> Task objective:
Each of the records that follow needs an exact reproduction.
==== Provided records ====
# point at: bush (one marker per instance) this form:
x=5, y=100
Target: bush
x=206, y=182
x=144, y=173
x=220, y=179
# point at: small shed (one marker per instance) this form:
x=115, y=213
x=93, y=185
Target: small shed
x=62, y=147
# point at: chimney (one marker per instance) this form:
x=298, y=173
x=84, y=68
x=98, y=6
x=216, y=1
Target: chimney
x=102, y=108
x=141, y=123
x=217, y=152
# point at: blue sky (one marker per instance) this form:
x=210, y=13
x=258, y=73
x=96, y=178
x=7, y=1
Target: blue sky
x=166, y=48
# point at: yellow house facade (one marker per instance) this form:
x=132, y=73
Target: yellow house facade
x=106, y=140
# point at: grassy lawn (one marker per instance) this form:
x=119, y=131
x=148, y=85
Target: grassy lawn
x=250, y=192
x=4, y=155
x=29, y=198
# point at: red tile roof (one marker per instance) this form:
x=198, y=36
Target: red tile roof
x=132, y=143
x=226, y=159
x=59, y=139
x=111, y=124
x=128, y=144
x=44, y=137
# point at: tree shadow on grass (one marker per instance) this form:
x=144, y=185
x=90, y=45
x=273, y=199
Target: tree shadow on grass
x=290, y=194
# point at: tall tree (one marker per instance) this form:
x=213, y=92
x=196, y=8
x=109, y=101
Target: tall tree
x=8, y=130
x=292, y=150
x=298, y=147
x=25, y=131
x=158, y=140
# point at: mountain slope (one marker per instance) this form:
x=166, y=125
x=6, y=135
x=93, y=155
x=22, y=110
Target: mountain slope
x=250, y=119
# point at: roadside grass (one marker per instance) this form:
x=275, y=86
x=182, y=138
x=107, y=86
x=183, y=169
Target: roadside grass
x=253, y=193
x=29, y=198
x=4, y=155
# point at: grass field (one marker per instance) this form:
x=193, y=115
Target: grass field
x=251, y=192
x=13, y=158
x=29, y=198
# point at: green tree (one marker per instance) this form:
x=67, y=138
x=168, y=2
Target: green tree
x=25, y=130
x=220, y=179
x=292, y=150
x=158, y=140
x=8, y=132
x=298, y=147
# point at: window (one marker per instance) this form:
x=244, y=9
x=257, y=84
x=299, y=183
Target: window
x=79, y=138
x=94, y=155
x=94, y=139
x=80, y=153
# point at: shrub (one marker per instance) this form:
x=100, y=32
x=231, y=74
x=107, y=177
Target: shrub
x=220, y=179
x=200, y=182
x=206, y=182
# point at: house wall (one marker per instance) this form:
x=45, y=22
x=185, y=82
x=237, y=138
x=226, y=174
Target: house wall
====
> Exercise solution:
# point at: bush (one marker per instance) this form:
x=5, y=100
Target: bush
x=206, y=182
x=144, y=173
x=220, y=179
# point at: small shed (one marker per instance) this form:
x=115, y=213
x=93, y=185
Target: small shed
x=62, y=147
# point at: chimney (one marker per instance) this form:
x=298, y=173
x=84, y=68
x=98, y=6
x=216, y=1
Target: chimney
x=102, y=108
x=141, y=123
x=217, y=152
# point at: blue sky (one marker per instance) this form:
x=210, y=13
x=258, y=73
x=96, y=178
x=7, y=1
Target: blue sky
x=166, y=48
# point at: yellow house facade (one marker per instance) this form:
x=132, y=73
Target: yellow house facade
x=106, y=140
# point at: grassy lawn (one marker per instance) this form:
x=119, y=131
x=148, y=85
Target: grassy lawn
x=250, y=192
x=4, y=155
x=29, y=198
# point at: red tile roof (one marker per instance) this form:
x=198, y=36
Target: red tile roof
x=132, y=143
x=226, y=159
x=59, y=139
x=111, y=124
x=128, y=144
x=44, y=137
# point at: tree shadow on grass (one marker per instance) this form:
x=144, y=185
x=90, y=45
x=273, y=199
Target: tree shadow on grass
x=290, y=194
# point at: tall tree (one marker per instance) this form:
x=213, y=92
x=196, y=8
x=109, y=101
Target: tall tree
x=8, y=130
x=292, y=150
x=298, y=147
x=25, y=131
x=158, y=140
# point at: mountain slope (one marker per instance) this form:
x=166, y=125
x=6, y=135
x=93, y=155
x=22, y=110
Target: mountain slope
x=250, y=119
# point at: roadside grass (one marker per instance) this form:
x=275, y=86
x=182, y=138
x=107, y=86
x=183, y=169
Target: roadside grass
x=253, y=193
x=29, y=198
x=4, y=155
# point at: grass field (one marker per instance) this form:
x=193, y=115
Target: grass field
x=251, y=192
x=13, y=158
x=29, y=198
# point at: green tree (one marker per instance) this form:
x=67, y=138
x=168, y=2
Target: green tree
x=25, y=130
x=220, y=179
x=292, y=150
x=158, y=140
x=8, y=132
x=298, y=147
# point at: window (one marker per instance) this form:
x=244, y=9
x=257, y=84
x=299, y=183
Target: window
x=79, y=138
x=94, y=155
x=94, y=139
x=80, y=153
# point at: shrub (one marker per instance) this form:
x=100, y=32
x=231, y=74
x=107, y=177
Target: shrub
x=220, y=179
x=200, y=182
x=206, y=182
# point at: house wall (one marker per instance) this form:
x=45, y=22
x=185, y=82
x=237, y=138
x=226, y=174
Target: house wall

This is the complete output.